>> START Given data

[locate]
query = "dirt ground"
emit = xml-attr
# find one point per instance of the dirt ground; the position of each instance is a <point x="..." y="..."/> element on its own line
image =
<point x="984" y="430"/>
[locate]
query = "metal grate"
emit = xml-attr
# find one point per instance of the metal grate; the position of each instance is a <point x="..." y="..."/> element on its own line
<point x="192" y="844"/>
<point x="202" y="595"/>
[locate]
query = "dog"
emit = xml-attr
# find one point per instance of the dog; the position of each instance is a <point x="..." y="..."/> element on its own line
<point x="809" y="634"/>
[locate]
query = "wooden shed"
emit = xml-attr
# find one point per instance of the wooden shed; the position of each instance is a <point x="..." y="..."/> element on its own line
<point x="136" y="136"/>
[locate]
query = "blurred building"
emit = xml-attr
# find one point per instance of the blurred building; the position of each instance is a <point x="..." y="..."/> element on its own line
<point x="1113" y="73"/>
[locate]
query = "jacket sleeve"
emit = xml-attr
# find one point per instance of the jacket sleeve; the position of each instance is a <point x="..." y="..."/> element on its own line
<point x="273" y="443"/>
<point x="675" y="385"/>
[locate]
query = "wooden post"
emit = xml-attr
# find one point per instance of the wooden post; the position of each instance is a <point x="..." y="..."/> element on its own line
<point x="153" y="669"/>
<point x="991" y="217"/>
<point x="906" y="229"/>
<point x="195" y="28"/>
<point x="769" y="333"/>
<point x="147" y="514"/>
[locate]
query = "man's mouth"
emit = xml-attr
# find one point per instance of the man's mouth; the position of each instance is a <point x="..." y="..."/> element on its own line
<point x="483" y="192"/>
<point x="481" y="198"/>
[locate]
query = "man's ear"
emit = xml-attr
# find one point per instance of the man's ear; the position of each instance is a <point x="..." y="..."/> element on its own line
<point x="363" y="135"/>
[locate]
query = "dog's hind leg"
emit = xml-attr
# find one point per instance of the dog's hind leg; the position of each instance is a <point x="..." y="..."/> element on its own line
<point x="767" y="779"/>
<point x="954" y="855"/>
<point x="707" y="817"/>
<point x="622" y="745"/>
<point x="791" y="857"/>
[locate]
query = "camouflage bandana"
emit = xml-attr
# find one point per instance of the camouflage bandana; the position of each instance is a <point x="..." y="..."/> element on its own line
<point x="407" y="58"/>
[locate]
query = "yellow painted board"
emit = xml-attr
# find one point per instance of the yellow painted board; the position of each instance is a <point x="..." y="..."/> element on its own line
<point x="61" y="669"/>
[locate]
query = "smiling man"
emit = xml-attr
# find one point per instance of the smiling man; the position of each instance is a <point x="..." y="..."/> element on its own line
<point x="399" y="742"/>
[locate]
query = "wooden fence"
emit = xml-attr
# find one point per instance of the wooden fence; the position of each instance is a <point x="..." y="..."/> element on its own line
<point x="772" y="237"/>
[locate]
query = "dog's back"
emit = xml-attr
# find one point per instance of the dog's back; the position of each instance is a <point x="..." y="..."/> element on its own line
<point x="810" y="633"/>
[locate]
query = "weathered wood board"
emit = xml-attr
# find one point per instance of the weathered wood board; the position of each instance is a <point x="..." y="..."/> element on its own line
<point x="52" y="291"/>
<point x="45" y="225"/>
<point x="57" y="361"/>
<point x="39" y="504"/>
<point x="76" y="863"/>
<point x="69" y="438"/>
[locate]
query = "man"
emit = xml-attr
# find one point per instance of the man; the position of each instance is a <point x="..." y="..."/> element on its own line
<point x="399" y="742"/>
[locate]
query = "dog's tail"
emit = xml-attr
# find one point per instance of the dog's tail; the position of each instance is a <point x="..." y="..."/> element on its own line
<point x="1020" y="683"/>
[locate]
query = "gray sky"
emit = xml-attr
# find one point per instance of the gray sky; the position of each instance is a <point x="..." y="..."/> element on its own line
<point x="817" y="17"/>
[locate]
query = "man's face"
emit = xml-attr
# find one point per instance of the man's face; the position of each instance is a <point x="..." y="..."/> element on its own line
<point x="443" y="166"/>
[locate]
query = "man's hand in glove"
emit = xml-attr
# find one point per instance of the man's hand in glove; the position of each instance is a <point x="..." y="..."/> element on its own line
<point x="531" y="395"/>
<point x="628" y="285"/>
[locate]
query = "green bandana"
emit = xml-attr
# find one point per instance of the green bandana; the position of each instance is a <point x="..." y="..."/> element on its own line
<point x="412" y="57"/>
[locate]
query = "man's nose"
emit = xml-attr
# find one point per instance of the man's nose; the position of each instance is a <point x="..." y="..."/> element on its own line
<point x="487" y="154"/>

>> END Given data

Task goal: Tally the lines of the records that contain the string "metal". Give only the number.

Solved problem: 2